WHAT YOU SHOULD DO: Your output should be the lines of the data that follow, reproduced exactly from the first through the line bearing "Target: locomotive cab".
─── RECORDS SUPPLIED
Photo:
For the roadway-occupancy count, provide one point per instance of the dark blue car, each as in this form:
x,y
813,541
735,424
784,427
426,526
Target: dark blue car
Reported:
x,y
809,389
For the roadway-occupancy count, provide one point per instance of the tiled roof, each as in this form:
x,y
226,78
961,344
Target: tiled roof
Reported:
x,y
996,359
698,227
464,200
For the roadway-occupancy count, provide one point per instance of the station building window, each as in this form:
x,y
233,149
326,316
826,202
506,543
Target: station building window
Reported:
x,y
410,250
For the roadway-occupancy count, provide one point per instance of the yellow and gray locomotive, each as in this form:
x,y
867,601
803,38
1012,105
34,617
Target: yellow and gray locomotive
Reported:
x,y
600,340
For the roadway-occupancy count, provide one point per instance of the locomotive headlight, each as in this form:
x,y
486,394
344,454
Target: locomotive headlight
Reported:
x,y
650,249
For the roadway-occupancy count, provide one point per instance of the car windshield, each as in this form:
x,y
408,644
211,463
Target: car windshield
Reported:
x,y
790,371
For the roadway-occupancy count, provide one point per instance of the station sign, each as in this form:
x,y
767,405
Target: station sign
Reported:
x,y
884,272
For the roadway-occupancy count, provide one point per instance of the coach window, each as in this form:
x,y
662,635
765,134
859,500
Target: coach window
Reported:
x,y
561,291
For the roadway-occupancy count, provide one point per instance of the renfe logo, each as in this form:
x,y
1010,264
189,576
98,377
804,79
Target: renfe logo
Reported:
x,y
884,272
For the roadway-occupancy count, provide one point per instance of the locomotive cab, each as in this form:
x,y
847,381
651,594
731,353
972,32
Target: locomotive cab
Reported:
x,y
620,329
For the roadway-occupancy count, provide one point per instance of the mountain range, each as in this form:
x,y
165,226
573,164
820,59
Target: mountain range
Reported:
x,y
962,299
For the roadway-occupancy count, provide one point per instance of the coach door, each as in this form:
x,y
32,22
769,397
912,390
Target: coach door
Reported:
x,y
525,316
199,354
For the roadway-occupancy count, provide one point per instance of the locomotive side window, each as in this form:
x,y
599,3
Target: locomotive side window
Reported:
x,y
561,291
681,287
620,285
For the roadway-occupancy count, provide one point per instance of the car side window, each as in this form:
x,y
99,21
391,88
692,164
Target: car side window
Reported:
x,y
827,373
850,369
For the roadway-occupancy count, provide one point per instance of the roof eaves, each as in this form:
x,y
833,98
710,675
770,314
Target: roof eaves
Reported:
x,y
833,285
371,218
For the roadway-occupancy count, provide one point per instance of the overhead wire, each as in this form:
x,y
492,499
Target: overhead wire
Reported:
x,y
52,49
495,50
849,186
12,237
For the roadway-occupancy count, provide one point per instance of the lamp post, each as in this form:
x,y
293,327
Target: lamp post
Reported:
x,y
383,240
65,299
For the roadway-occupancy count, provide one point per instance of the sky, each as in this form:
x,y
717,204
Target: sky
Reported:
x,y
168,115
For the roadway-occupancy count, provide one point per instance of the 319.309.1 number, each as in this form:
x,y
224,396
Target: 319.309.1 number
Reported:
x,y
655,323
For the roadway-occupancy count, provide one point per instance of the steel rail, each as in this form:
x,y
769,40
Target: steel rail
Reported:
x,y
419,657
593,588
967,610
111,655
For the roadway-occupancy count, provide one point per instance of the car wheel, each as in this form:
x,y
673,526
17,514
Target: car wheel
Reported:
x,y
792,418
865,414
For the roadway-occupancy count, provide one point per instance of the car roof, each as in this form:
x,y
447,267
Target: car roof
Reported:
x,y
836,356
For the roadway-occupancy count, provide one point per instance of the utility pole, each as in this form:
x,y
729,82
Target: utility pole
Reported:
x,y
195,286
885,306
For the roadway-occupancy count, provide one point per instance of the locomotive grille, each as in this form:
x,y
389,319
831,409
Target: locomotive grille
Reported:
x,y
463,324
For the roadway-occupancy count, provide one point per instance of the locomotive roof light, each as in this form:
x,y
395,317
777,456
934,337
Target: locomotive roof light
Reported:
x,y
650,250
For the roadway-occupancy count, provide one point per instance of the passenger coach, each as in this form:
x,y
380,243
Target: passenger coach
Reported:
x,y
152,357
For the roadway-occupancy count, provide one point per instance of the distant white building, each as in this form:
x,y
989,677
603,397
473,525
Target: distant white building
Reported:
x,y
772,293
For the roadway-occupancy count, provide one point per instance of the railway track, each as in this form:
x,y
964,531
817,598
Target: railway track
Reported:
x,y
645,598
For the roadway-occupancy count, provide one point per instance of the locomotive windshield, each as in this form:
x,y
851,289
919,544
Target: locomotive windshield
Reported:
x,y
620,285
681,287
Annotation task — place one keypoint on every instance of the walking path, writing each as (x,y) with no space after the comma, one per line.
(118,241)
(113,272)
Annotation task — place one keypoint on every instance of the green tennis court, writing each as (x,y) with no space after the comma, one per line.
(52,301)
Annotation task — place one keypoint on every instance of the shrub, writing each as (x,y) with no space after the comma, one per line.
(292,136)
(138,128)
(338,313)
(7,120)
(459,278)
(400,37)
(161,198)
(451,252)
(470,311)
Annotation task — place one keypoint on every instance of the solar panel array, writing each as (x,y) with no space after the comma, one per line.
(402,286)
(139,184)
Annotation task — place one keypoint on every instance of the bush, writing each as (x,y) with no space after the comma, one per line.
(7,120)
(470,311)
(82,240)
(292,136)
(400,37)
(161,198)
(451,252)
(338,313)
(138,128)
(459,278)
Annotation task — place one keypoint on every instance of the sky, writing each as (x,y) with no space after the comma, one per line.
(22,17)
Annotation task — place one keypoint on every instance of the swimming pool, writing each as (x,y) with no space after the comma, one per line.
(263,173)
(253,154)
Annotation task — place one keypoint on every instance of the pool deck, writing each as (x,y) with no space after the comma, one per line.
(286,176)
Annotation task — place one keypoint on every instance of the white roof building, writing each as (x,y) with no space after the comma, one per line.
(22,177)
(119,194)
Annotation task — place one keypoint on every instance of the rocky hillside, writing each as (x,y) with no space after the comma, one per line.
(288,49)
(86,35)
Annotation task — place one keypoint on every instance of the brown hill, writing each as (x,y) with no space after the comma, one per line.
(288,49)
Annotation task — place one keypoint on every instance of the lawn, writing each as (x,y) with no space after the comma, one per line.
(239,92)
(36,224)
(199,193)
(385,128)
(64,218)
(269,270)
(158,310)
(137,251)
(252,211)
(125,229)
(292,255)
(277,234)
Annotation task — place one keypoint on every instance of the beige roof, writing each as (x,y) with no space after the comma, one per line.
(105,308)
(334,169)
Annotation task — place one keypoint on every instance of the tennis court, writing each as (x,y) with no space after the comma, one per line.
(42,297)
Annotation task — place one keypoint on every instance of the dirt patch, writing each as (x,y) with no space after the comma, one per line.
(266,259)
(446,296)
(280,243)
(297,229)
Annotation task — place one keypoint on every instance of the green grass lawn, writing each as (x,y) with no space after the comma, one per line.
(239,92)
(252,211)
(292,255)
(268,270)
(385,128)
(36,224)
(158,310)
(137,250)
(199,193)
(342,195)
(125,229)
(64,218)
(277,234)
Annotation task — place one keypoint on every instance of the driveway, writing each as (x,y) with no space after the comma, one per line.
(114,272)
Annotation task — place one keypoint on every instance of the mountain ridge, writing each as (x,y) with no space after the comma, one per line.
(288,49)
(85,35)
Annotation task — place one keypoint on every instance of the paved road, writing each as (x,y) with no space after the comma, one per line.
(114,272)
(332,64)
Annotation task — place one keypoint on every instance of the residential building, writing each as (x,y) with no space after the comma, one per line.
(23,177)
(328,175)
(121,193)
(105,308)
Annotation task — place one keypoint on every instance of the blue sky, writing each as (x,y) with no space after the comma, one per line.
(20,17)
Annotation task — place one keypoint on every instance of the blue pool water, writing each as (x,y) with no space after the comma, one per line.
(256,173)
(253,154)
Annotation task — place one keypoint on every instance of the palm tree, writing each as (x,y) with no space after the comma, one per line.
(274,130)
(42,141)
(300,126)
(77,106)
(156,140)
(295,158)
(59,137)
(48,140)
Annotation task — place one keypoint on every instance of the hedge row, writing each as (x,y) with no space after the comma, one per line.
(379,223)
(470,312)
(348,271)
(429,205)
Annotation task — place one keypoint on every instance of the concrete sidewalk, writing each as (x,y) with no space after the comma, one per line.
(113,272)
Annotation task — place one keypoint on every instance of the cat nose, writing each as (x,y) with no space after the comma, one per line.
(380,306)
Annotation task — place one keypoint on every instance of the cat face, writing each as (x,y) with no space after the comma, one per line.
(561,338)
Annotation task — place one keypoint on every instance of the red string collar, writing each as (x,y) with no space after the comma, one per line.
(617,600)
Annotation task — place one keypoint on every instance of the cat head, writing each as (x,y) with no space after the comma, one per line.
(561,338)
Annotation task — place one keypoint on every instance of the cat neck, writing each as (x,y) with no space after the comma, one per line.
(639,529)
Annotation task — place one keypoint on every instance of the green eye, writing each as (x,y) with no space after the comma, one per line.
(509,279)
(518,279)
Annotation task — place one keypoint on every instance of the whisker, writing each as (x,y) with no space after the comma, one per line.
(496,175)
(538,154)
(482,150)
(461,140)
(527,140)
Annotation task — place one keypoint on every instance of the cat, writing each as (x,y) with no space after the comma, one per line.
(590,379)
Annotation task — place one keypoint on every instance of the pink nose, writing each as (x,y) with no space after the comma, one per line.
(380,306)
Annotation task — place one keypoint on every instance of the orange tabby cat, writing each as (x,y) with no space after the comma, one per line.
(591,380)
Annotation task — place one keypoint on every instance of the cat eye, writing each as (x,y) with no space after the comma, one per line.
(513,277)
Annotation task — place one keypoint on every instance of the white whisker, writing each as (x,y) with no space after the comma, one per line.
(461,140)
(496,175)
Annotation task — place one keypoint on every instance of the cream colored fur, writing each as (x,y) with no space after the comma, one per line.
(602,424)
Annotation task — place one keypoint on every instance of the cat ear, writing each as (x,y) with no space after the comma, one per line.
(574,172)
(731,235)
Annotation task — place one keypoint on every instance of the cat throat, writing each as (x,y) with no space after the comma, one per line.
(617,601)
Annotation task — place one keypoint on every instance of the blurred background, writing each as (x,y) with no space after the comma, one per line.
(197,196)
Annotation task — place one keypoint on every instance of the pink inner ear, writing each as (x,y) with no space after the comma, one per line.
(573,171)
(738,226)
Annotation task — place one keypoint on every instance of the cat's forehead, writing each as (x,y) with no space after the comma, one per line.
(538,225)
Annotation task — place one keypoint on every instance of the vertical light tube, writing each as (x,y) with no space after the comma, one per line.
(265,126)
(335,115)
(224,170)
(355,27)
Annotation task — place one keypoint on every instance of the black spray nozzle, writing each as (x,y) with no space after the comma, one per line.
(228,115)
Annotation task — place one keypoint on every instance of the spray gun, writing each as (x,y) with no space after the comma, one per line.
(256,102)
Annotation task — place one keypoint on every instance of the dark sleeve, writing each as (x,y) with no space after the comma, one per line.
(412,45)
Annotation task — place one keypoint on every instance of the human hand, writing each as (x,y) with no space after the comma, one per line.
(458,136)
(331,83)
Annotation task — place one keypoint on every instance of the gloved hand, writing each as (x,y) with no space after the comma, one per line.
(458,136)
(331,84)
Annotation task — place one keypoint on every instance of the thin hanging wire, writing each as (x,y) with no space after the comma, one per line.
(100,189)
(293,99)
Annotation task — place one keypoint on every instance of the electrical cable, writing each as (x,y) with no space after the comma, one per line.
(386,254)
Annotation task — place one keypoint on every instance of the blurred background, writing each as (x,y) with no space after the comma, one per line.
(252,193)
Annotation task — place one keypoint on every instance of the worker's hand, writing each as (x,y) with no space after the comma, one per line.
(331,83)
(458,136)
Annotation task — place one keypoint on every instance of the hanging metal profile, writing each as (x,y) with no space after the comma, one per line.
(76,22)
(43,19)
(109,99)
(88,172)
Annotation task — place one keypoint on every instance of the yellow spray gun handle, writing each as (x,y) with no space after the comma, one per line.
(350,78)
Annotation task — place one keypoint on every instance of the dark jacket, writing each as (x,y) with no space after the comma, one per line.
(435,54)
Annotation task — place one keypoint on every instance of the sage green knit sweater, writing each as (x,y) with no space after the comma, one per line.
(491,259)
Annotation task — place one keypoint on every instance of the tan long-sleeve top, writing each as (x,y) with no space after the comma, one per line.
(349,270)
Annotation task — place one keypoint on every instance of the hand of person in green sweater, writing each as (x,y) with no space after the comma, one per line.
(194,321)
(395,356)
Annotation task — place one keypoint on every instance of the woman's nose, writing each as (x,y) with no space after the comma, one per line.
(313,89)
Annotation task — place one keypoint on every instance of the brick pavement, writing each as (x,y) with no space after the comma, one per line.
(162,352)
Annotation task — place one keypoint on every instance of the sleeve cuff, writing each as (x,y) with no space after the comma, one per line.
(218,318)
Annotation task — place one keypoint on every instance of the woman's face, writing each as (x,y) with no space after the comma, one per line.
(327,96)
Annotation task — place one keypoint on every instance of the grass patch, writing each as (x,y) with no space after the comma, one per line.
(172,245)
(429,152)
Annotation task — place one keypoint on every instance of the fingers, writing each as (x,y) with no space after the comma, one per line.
──────
ANSWER TO THIS EXERCISE:
Photo:
For the roadway-occupancy count, provide one point per instance of the dark blue car, each as in this form:
x,y
813,541
735,424
784,427
426,526
Target: dark blue car
Reported:
x,y
809,389
For the roadway-occupancy count, provide one point per instance of the tiled roof, each as in this form:
x,y
226,78
961,344
Target: tiled roof
Reported:
x,y
996,359
698,227
464,200
For the roadway-occupancy count, provide one point per instance of the station building window, each as in this form:
x,y
233,149
326,316
826,202
506,543
Target: station building window
Reported:
x,y
410,250
For the roadway-occupancy count, provide one point per instance of the yellow and gray locomotive, each as in this form:
x,y
867,601
803,38
1012,105
34,617
Target: yellow and gray locomotive
Reported:
x,y
600,340
For the roadway-occupancy count, provide one point per instance of the locomotive headlight, each as in this form:
x,y
486,394
344,454
Target: locomotive headlight
Reported:
x,y
650,249
For the roadway-occupancy count, provide one point per instance of the car windshield, each as in this form:
x,y
408,644
211,463
Target: car windshield
Reported:
x,y
790,371
For the roadway-occupancy count, provide one point per instance of the station sign, each as in this form:
x,y
767,405
Target: station sign
Reported:
x,y
884,272
For the roadway-occupancy count, provide one point per instance of the coach window, each as in this form:
x,y
662,635
765,134
859,500
Target: coach window
Reported:
x,y
561,291
For the roadway-occupancy count, provide one point per instance of the renfe logo, each as in this form:
x,y
1010,264
189,576
98,377
804,79
Target: renfe logo
Reported:
x,y
884,272
For the roadway-occupancy count, provide one point per instance of the locomotive cab, each as in this form:
x,y
847,381
651,594
731,353
972,32
Target: locomotive cab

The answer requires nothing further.